* Exercise *
Only the text of the records belongs in the answer; the pictures must be dropped.

* Records supplied *
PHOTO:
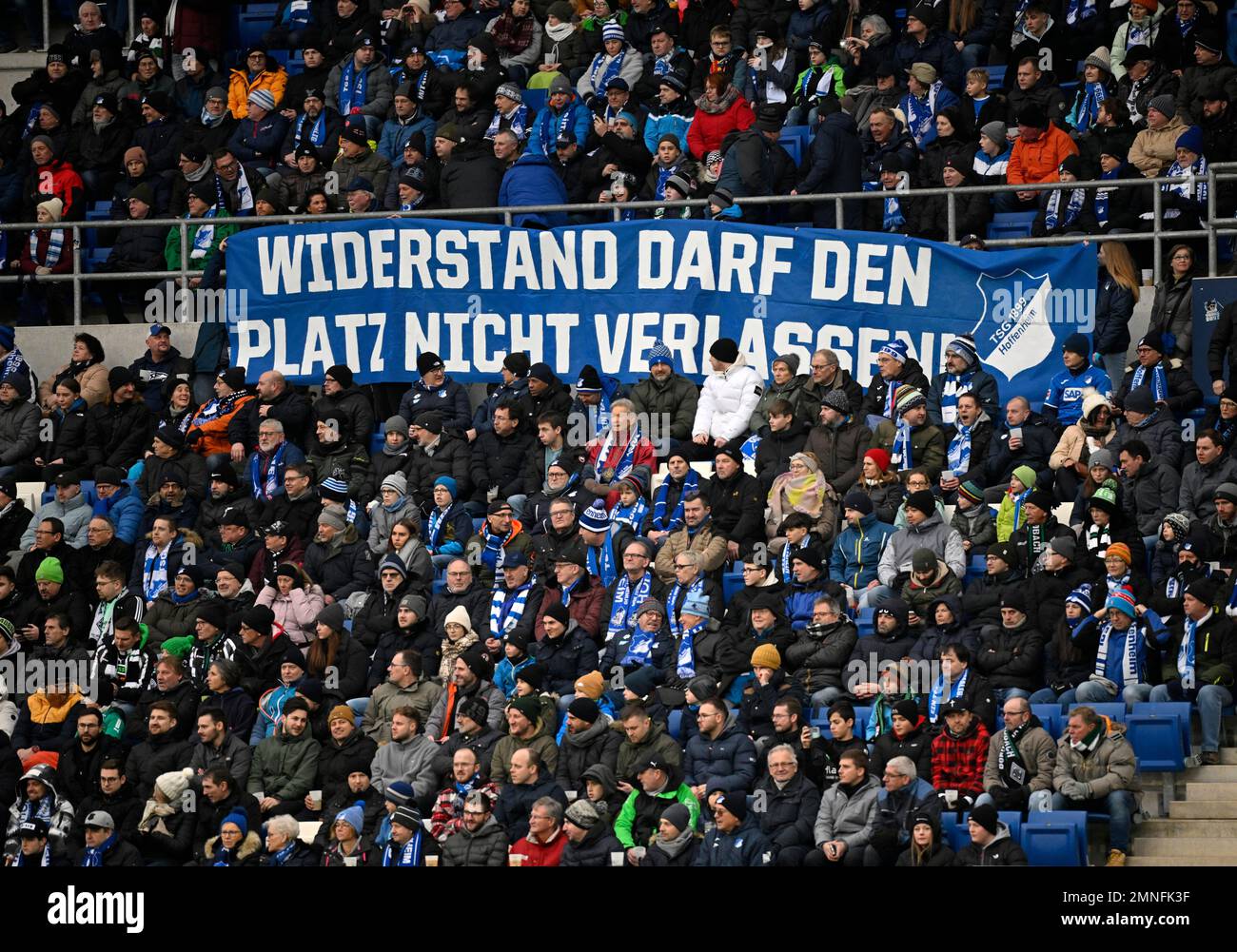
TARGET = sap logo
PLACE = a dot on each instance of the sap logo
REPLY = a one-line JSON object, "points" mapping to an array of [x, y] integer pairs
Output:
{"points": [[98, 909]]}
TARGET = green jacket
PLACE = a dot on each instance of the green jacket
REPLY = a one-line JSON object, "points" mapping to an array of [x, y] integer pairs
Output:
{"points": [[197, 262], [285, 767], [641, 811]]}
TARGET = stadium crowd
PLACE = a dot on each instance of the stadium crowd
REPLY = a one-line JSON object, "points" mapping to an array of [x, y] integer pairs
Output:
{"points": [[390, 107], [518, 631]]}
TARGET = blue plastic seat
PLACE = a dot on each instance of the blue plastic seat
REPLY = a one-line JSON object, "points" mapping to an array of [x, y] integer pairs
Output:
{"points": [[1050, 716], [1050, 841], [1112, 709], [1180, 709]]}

* Task result *
PHOTO:
TARGET = sap logo
PLACE = a dot on each instance of the sap logo
REPLY = a one-line JSON object, "points" mapping to an array of [x, y] integer pairs
Output:
{"points": [[98, 909]]}
TARGET = green jacket
PLACE = a dot on each instance of the green jacket
REPLY = a one-line JSON object, "points" mapping to an array of [x, y] integer pairs
Output:
{"points": [[197, 262], [285, 767], [641, 811]]}
TARGET = stadium crowd
PLACE = a dot on each instance of the stadium crowd
REPLY = a one-line JSON object, "points" mapping to an array of [x, y] integer pairs
Output:
{"points": [[390, 107], [518, 631]]}
TARGET = blue plastic seat
PLACE = a dot on each instance of the blue plastic seat
REPLY = a one-line JSON object, "points" mapping to an array of [x, y] integer pairs
Output:
{"points": [[1050, 716], [1050, 841], [1112, 709], [1180, 709]]}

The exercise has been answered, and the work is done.